◆ DIRECTIONS FOR THIS TASK ◆
Continue the methods passage on read mapping and variant calling, starting after its last sentence.

Trimmed reads were mapped to the homeodomain sequences using bwa (version 0.7.12-r1039) with default parameters. The mapped reads were sorted using SortSam of picard, and duplicated reads were removed using MarkDuplicates of picard. HaplotypeCaller from the Genome Analysis Toolkit GATK (version 4, https://gatk.broadinstitute.org/hc/en-us) was used to estimate the general variant calling file for each individual, and then combined by GenotypeGVCFs to a single variant calling file. Hard filtering of the SNP calls was carried out with Fisher strand bias (FS > 60.0), mapping quality (MQ < 40.0), QualByDepth (QD < 2.0), MappingQualityRankSumTest (MQRankSum < −12.5), ReadPosRankSumTest (ReadPosRankSum < −8.0) as https://gatkforums.broadinstitute.org/gatk/discussion/2806/howto-apply-hard-filters-to-a-call-set. The filtered out SNPs were then annotated with SnpEff (version 4.3 T, http://snpeff.sourceforge.net/index.html)59. The missense mutation of the homeobox domain were manually checked with samtools tview.

[Segmentation mask data]
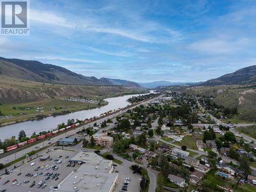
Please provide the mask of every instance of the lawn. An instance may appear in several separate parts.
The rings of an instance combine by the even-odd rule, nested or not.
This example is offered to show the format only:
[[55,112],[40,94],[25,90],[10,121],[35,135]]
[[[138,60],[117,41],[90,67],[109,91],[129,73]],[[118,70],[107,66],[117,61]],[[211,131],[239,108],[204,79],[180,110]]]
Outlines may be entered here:
[[192,136],[185,136],[181,142],[176,141],[174,144],[178,145],[185,145],[187,148],[191,148],[193,150],[197,150],[197,143],[196,140]]
[[256,139],[256,125],[244,127],[236,127],[235,129],[240,133]]
[[173,141],[173,139],[172,138],[170,138],[168,137],[162,137],[162,139],[165,140],[165,141],[167,141],[167,142],[170,142],[170,141]]
[[204,151],[205,152],[209,153],[209,152],[212,152],[211,148],[203,148]]
[[[218,178],[215,175],[215,170],[210,170],[203,179],[207,179],[217,185],[230,189],[232,188],[232,186],[233,187],[236,186],[235,184],[237,182],[237,180],[228,181]],[[235,189],[234,191],[254,192],[255,191],[255,187],[246,183],[242,185],[238,185],[237,188]]]

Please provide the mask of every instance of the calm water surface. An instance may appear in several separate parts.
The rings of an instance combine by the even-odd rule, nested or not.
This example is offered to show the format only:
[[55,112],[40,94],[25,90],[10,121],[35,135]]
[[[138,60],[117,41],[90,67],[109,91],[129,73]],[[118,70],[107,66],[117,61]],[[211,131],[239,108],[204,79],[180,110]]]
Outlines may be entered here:
[[[151,93],[153,92],[153,91],[151,91]],[[68,119],[78,119],[79,120],[84,120],[88,118],[98,116],[100,114],[109,111],[126,106],[127,105],[131,104],[127,101],[127,100],[132,96],[145,94],[147,94],[129,95],[108,98],[104,100],[107,101],[109,104],[100,108],[78,111],[56,117],[49,117],[40,120],[25,121],[1,127],[0,127],[0,139],[3,141],[5,139],[11,137],[13,135],[17,136],[19,132],[22,130],[24,130],[27,136],[30,136],[34,132],[38,133],[41,131],[52,130],[56,129],[58,124],[63,122],[66,123]]]

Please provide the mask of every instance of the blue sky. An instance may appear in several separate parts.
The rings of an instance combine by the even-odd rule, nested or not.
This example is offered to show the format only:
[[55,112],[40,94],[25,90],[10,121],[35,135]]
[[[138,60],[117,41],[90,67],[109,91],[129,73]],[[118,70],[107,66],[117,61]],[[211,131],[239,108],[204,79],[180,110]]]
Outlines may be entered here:
[[30,1],[30,35],[0,55],[85,76],[204,81],[256,65],[255,1]]

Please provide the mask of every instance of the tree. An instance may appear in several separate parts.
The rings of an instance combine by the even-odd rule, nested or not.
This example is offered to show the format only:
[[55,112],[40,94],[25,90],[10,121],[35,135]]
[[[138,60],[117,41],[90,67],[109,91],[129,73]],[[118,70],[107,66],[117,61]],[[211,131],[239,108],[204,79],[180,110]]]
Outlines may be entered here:
[[163,125],[163,118],[162,118],[162,117],[160,117],[158,118],[158,120],[157,121],[157,123],[158,123],[159,126],[161,126]]
[[146,145],[146,136],[145,133],[142,133],[137,137],[138,144],[142,146]]
[[244,172],[246,174],[250,175],[251,173],[252,170],[246,155],[243,154],[241,156],[241,161],[239,162],[238,169]]
[[147,135],[150,137],[153,137],[154,136],[154,132],[153,130],[149,130],[147,132]]
[[27,136],[26,135],[26,133],[25,133],[25,132],[24,131],[24,130],[22,130],[18,133],[18,139],[19,141],[21,141],[22,138],[26,138],[26,137],[27,137]]
[[234,134],[230,131],[227,131],[225,133],[224,137],[227,141],[230,141],[233,143],[237,141]]
[[125,148],[125,146],[122,140],[118,140],[115,141],[113,148],[114,151],[116,153],[122,153]]
[[91,139],[90,140],[90,146],[93,147],[95,145],[95,140],[93,138],[93,136],[91,137]]
[[222,147],[222,142],[219,139],[216,139],[215,140],[215,142],[216,143],[216,145],[217,145],[218,148],[220,148]]
[[187,149],[187,146],[185,146],[185,145],[182,145],[182,146],[181,146],[181,148],[183,151],[186,151],[186,150]]

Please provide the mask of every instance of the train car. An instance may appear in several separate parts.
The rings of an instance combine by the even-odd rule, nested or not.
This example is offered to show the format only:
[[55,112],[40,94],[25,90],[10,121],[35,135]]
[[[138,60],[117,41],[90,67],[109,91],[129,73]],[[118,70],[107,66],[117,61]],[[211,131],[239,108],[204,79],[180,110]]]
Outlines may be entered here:
[[30,144],[35,141],[36,141],[36,138],[33,138],[31,139],[29,139],[28,140],[28,144]]
[[20,147],[23,146],[25,146],[28,144],[28,141],[26,141],[24,142],[22,142],[21,143],[18,143],[18,147]]
[[40,140],[40,139],[42,139],[46,138],[46,135],[40,135],[40,136],[37,137],[37,140]]
[[53,131],[52,133],[53,135],[55,135],[55,134],[57,134],[58,132],[59,132],[59,130],[56,130],[56,131]]
[[52,133],[51,132],[51,133],[48,133],[46,134],[46,137],[50,137],[51,135],[52,135]]
[[7,148],[6,148],[6,151],[7,152],[9,152],[10,151],[15,150],[15,148],[18,148],[18,145],[13,145],[12,146],[8,146]]
[[59,130],[59,132],[62,132],[65,131],[65,128],[60,129]]
[[67,130],[68,129],[70,129],[70,128],[71,128],[71,126],[70,126],[70,125],[66,127],[66,130]]

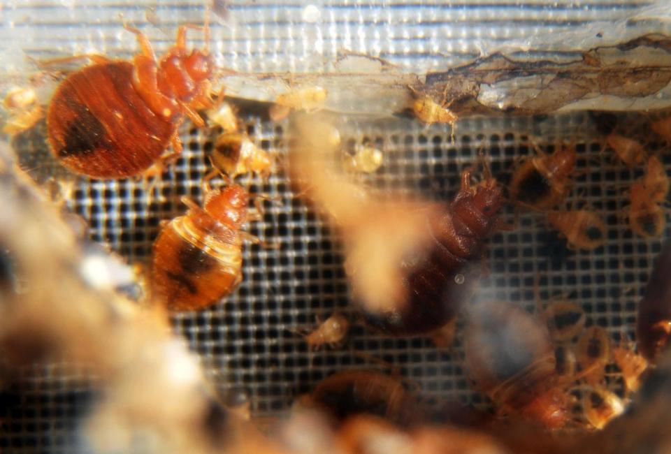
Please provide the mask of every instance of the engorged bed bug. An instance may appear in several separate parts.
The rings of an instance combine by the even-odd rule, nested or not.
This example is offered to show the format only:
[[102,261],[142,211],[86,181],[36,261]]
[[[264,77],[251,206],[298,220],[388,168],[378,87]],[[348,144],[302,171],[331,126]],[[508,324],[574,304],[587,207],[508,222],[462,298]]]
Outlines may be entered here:
[[534,148],[539,156],[526,159],[515,170],[510,195],[522,206],[550,208],[568,193],[577,160],[575,149],[562,145],[551,154],[546,154],[535,145]]
[[469,376],[503,413],[548,428],[566,424],[572,379],[557,374],[554,346],[538,318],[510,304],[477,303],[468,312],[464,344]]
[[599,430],[624,411],[622,400],[603,386],[583,390],[582,407],[585,418],[596,429]]
[[605,378],[610,359],[610,337],[600,326],[591,326],[581,335],[575,348],[580,376],[590,385],[597,386]]
[[641,376],[648,368],[648,361],[634,350],[633,343],[622,335],[619,344],[613,349],[613,360],[620,368],[622,379],[626,390],[633,393],[638,390]]
[[363,413],[408,426],[421,417],[417,400],[398,380],[370,370],[336,372],[317,385],[308,402],[338,422]]
[[603,244],[606,240],[605,224],[589,210],[551,211],[547,213],[547,220],[566,237],[570,249],[590,251]]
[[482,273],[485,240],[498,230],[503,190],[485,166],[484,178],[471,182],[461,173],[461,186],[447,207],[426,220],[430,243],[417,260],[401,264],[404,304],[380,312],[366,312],[373,326],[394,335],[426,334],[444,325],[472,296]]
[[171,221],[154,243],[151,288],[173,311],[204,309],[230,294],[243,279],[243,240],[259,242],[240,230],[258,219],[240,186],[208,190],[201,208],[182,198],[185,215]]
[[570,301],[556,301],[543,311],[552,339],[563,342],[578,335],[585,325],[585,312]]
[[[197,109],[212,107],[213,62],[204,27],[203,50],[187,48],[187,26],[159,60],[147,37],[137,35],[140,52],[131,61],[92,56],[93,64],[59,85],[47,113],[52,153],[68,169],[95,178],[124,178],[161,166],[182,151],[178,129],[188,117],[204,122]],[[164,155],[168,144],[173,153]]]

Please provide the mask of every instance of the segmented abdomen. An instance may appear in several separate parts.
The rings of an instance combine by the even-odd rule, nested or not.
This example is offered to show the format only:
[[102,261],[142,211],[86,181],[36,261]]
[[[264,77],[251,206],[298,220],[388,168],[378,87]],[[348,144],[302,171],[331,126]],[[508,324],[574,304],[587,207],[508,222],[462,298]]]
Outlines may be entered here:
[[496,217],[486,217],[470,196],[457,195],[435,219],[429,219],[431,244],[425,258],[406,268],[405,304],[383,314],[366,314],[373,325],[394,335],[430,332],[454,318],[472,294],[482,270],[484,240]]
[[226,237],[219,233],[199,228],[187,216],[161,232],[154,244],[152,289],[168,309],[203,309],[240,284],[242,242],[232,230]]

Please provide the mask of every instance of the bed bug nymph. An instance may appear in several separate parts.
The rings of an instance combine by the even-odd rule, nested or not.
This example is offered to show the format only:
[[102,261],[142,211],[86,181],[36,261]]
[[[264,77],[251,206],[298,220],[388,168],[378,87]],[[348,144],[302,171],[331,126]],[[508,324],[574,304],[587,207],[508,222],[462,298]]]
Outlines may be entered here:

◆ ANSWER BOX ◆
MicroRNA arm switching detection
The expression levels of 5p and 3p arms of microRNAs in the horseshoe crabs were calculated based on the number of sequencing reads mapped to the respective arm region in the predicted microRNA hairpin using bowtie/mirDeep2. The expression of different arms of microRNAs from different species were mapped according to the previous method61 or referred to the data from MirGeneDB 2.029. The arm usage ratio (AUR) of each microRNA was calculated using the formula AUR = 5p/(5p + 3p), where 5p and 3p refer to the read counts of predicted 5p and 3p arms, respectively. The AUR ranged from 0 to 1, with smaller values indicating the tendency of 3p preference and larger values indicating the tendency of 5p preference. 5p and 3p dominance was defined where AUR > 0.7 and <0.3, respectively. No arm preference was defined when AUR ranged from 0.3 to 0.7. The overall arm preference (OAP) of each horseshoe crab microRNA was defined by evaluating their arm dominance in multiple tissue samples. If more than 70% of all tissue samples showed one type of arm dominance, then this type of arm dominance was defined as the OAP of this microRNA. Otherwise, no OAP was defined.
Statistics and reproducibility
Sample size is outlined in Supplementary Data 7. All analyses are reproducible with access to genetic data (see ‘Data availability’).
Reporting summary
Further information on research design is available in the Nature Research Reporting Summary linked to this article.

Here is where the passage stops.